### STATED EXERCISE
Copy out every line of the entries below word for word, leaving out the pictures.
— Start —
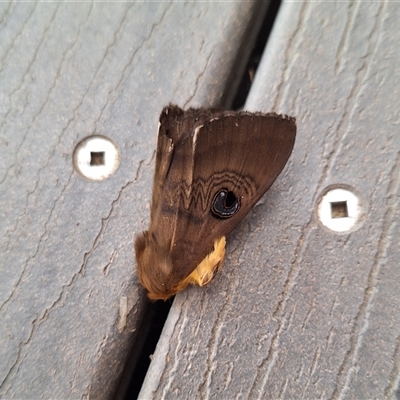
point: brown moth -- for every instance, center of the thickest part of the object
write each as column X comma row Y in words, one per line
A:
column 211, row 168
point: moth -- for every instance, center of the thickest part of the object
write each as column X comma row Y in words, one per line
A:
column 211, row 168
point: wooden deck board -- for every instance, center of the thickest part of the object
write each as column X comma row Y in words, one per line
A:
column 70, row 302
column 299, row 311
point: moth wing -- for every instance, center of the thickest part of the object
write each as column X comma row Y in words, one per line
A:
column 242, row 153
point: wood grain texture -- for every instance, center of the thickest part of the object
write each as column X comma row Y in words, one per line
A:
column 298, row 311
column 69, row 300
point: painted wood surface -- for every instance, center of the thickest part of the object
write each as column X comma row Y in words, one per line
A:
column 299, row 311
column 70, row 303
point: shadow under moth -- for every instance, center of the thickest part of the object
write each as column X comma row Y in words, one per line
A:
column 211, row 168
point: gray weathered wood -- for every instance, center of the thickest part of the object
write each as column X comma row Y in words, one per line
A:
column 299, row 311
column 70, row 302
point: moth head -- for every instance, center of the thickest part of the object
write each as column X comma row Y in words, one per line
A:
column 154, row 267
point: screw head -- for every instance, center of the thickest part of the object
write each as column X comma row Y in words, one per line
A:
column 96, row 158
column 340, row 208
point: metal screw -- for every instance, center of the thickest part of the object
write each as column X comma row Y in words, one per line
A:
column 96, row 158
column 340, row 209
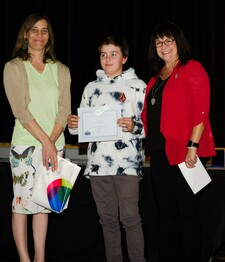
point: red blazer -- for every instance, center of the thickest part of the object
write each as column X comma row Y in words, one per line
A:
column 185, row 104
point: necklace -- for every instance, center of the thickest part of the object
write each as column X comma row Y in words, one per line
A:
column 156, row 87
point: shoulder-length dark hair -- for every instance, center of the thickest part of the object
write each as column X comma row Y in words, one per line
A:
column 171, row 30
column 21, row 46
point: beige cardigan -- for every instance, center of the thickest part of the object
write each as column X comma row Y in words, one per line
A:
column 17, row 91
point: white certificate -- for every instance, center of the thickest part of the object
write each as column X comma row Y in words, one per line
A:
column 99, row 124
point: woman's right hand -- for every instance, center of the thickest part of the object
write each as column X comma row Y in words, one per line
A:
column 72, row 121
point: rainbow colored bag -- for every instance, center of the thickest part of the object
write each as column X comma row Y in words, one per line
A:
column 52, row 189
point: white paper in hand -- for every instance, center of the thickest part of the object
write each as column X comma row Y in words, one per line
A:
column 196, row 177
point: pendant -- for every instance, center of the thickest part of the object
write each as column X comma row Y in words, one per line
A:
column 153, row 101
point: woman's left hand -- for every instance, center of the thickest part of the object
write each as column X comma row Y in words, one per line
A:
column 126, row 123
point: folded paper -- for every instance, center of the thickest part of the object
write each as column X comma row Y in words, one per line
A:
column 52, row 189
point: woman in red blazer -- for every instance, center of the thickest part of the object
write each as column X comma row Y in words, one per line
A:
column 177, row 128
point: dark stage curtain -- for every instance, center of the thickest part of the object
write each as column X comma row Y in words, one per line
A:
column 79, row 25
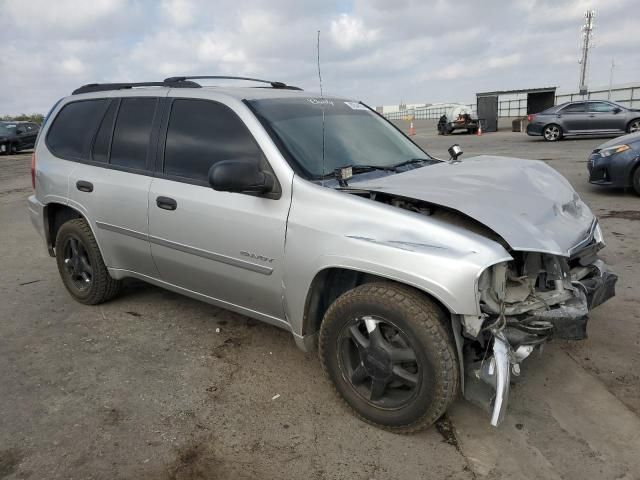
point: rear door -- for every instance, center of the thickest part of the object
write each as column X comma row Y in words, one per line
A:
column 226, row 246
column 606, row 116
column 112, row 185
column 573, row 118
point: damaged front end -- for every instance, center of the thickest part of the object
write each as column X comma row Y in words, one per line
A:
column 525, row 303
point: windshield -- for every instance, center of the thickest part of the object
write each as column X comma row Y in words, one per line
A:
column 7, row 128
column 353, row 134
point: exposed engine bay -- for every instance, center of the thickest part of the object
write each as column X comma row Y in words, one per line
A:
column 524, row 303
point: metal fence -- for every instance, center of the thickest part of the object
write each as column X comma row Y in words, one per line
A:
column 625, row 95
column 432, row 112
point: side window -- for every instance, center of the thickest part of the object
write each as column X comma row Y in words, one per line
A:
column 201, row 133
column 132, row 132
column 573, row 108
column 73, row 128
column 601, row 107
column 100, row 152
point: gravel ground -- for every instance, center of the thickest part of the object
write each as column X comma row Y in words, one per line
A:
column 146, row 387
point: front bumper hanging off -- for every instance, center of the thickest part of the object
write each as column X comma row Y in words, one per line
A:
column 487, row 382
— End —
### RESPONSE
point: brown moth -- for every instance, center of the thickest part of the object
write each as column X comma row Y in words, one per line
A:
column 211, row 168
point: moth -- for every instance, center of the thickest part of the object
write each as column X comma row Y in words, one per line
A:
column 211, row 168
point: wooden deck board -- for every instance, center of the thickest part of the object
write each as column X comma row Y in words, one per line
A:
column 70, row 302
column 299, row 311
point: moth wing -- for every instance, center of the thickest part of the object
write each as column X comma row Y in words, one per line
A:
column 242, row 153
point: wood grain texture -- for every instance, center of the thickest part of the object
write each as column X comma row Y in words, one per line
A:
column 298, row 311
column 69, row 300
point: painted wood surface -- for every instance, center of the thickest part of the object
write each as column X comma row Y in words, one per line
A:
column 299, row 311
column 70, row 303
point: shadow under moth -- for every instance, center of the thickest part of the object
write each as column X comma row Y in words, one per line
A:
column 211, row 168
point: gray weathered wood -- for every instance, center of the thickest part of the object
write each as column X comma row Y in words, one per line
A:
column 299, row 311
column 70, row 302
point: moth head -- for every instance, center of the thickest part of the object
write each as column X comma row Y in words, one per line
A:
column 154, row 267
point: screw head -- for every instance, center of the thickest part of the object
write each as column X comma row Y in words, one per line
A:
column 96, row 158
column 340, row 208
point: metal screw -- for every instance, center of the thickest part of the object
write each as column X comma row Y in words, one per line
A:
column 96, row 158
column 340, row 209
point: red blazer -- for every instance, center of the thickest part of the object
write each as column X comma row Y in words, one per line
A:
column 185, row 104
point: necklace -- for every instance, center of the thickest part of the object
write each as column X comma row Y in words, one per line
A:
column 156, row 87
point: shoulder-length dark hair -- for every instance, center of the thickest part of the object
write each as column X comma row Y in words, one per line
A:
column 171, row 30
column 21, row 46
point: beige cardigan -- for every instance, center of the thickest part of the object
write each as column X comma row Y in words, one per line
A:
column 17, row 91
point: white certificate -- for every instance, center of the thickest part of the object
write each as column X comma row Y in words, one per line
A:
column 99, row 124
point: woman's right hand -- for every instance, center of the thickest part of the object
write each as column X comma row Y in words, one per line
A:
column 72, row 121
point: rainbow colored bag -- for every instance, center of the thickest part of the object
write each as column X comma row Y in words, one per line
A:
column 52, row 189
point: white paper in hand -- for every instance, center of the thickest part of the object
write each as column X comma row Y in words, one per line
A:
column 196, row 177
point: pendant -- for every instance, center of the thickest part of the object
write each as column X comma row Y in words, one per line
A:
column 153, row 101
point: woman's left hand -- for every instance, center of the thickest part of the object
write each as column X comma row Y in words, one per line
A:
column 126, row 123
point: folded paper -- for every instance, center of the thickest part of the object
write each as column X comma row Y in words, one per line
A:
column 52, row 189
point: woman in red blazer -- for every instance, center of the thickest part of the object
write each as column X comma row Y in words, one per line
A:
column 177, row 128
point: dark stage curtain -- for every instance, center of the thickest part of the object
write each as column X comma row Y in words, one per line
A:
column 79, row 25
point: rear door -- for every instance, center of the thickest part of the object
write each as column X comma row Y in words, one per line
A:
column 226, row 246
column 606, row 116
column 112, row 185
column 573, row 118
point: damaged front end -- for every instance, center of the thickest part of the object
write each as column X comma row Y in words, one per line
A:
column 525, row 303
point: windshield -- for every instance, center of the thickest part of the object
write each as column X comma row Y in words, one per line
A:
column 7, row 128
column 353, row 134
point: exposed engine bay -- for every instance, center of the thickest part of the object
write each as column X comma row Y in words, one per line
A:
column 524, row 303
point: metal fence -- for every instance, center of the thickest part of the object
write each as column X comma row Y in words, one per line
A:
column 625, row 95
column 432, row 112
point: side window -- for every instance, center of the thickest part of the object
write each as column X comma row Y in words, one per line
A:
column 201, row 133
column 132, row 132
column 573, row 108
column 73, row 128
column 601, row 107
column 100, row 152
point: gravel ground -- for every instance, center of the thickest part of the object
write each as column X comma row Y in words, one per line
A:
column 146, row 387
point: front bumper hanging off -- for every instance, center of the thickest part of the object
write each as column X comma row Y in words, one per line
A:
column 487, row 382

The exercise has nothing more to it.